Copy the material word for word, beginning at its first line and stopping after the line that contains "(1060, 363)".

◆ Extracted data entries
»»

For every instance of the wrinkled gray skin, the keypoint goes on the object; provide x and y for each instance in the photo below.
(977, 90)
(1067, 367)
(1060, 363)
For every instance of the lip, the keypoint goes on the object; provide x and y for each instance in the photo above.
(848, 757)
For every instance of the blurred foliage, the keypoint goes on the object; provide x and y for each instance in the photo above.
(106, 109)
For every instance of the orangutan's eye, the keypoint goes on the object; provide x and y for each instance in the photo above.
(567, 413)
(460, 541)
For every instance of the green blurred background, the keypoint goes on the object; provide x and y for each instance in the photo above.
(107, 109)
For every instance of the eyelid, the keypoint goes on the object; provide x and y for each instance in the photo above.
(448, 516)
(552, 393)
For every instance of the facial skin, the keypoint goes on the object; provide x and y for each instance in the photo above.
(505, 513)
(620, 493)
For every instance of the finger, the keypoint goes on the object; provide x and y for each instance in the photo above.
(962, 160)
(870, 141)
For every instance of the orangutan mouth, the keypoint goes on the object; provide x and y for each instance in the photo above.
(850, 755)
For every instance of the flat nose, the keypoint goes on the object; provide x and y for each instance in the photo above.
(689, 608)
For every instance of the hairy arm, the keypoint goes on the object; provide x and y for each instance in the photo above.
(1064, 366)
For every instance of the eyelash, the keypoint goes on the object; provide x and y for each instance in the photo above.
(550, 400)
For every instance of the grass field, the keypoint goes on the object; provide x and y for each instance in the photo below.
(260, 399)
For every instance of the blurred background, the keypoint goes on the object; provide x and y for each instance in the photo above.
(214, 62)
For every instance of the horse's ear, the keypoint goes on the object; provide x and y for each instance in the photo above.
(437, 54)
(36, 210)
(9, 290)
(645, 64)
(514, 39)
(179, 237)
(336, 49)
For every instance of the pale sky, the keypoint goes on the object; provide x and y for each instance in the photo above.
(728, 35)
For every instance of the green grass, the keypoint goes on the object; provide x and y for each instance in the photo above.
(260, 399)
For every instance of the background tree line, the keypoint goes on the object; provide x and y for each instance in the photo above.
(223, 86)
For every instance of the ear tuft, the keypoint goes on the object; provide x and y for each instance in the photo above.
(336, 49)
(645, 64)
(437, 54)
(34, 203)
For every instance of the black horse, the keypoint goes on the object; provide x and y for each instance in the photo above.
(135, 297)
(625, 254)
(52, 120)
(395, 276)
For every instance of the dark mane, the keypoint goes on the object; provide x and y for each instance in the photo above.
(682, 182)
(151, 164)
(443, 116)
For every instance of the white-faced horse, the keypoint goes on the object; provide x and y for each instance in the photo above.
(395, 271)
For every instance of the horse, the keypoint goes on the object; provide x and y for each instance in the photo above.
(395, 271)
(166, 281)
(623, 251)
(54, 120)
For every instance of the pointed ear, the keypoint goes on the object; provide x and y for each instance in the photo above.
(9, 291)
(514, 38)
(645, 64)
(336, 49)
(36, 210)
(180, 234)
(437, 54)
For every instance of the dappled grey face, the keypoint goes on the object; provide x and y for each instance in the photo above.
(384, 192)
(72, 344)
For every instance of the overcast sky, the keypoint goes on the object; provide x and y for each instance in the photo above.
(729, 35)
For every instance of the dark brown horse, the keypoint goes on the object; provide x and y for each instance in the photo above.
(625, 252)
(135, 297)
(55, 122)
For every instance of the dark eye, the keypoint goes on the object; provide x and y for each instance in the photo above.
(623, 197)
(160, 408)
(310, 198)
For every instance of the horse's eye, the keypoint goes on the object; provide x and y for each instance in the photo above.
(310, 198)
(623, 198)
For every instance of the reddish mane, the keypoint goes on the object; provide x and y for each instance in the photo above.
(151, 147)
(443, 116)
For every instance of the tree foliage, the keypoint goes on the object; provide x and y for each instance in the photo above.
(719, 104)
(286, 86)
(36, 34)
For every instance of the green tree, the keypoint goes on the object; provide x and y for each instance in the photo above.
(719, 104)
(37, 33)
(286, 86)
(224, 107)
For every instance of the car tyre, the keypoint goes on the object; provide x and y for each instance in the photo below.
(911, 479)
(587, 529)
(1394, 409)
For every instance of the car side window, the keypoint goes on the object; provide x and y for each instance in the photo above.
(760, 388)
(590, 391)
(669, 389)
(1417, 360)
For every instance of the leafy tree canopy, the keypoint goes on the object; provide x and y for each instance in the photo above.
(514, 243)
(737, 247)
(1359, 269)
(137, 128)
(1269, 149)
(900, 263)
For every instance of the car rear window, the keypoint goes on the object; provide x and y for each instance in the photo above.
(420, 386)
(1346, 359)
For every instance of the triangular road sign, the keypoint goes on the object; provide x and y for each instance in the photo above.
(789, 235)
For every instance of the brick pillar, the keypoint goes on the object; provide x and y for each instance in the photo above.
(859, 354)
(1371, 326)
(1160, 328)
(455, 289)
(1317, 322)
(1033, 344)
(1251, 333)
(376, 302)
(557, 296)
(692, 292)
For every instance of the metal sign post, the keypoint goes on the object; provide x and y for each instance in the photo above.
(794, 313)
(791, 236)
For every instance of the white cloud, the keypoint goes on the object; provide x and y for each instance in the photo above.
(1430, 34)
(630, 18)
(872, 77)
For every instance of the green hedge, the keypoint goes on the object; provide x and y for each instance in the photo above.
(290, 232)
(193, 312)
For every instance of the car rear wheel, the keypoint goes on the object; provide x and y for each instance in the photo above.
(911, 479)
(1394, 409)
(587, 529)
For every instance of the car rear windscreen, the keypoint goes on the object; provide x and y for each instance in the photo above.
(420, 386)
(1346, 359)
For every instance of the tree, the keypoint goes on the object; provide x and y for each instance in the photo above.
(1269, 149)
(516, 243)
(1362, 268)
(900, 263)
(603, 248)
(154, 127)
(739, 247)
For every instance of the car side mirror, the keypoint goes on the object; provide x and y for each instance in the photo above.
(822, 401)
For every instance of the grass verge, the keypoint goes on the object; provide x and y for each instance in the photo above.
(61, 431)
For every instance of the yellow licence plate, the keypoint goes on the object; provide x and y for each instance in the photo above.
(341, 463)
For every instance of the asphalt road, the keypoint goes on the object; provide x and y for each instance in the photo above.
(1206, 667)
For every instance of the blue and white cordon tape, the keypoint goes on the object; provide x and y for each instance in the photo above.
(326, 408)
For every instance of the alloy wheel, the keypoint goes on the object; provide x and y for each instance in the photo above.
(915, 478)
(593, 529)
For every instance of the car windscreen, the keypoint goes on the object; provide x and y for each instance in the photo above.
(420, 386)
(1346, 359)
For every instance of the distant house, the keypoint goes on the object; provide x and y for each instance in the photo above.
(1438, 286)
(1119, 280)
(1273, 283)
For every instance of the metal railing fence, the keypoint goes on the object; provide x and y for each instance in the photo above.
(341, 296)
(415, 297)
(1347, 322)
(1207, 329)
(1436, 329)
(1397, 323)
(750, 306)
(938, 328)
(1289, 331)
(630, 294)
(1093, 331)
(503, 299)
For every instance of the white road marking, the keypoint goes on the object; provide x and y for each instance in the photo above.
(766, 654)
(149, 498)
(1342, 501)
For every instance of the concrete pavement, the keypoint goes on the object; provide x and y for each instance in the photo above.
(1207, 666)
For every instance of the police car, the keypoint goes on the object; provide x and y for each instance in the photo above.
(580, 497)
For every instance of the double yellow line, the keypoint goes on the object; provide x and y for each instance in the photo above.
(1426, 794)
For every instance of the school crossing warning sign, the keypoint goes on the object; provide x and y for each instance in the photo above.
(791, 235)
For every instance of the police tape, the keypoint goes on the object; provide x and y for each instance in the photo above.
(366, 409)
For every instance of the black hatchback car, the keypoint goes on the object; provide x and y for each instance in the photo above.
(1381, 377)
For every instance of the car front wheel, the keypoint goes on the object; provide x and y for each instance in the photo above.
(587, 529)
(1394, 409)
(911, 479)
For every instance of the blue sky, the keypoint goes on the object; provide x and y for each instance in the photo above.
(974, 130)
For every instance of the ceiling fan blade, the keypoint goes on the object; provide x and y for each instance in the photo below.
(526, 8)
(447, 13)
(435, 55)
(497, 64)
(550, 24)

««

◆ REPLY
For every instance of the wrinkled gray skin, the keypoint goes on the object; provide x and y for each instance in the photo below.
(977, 90)
(1067, 367)
(1060, 363)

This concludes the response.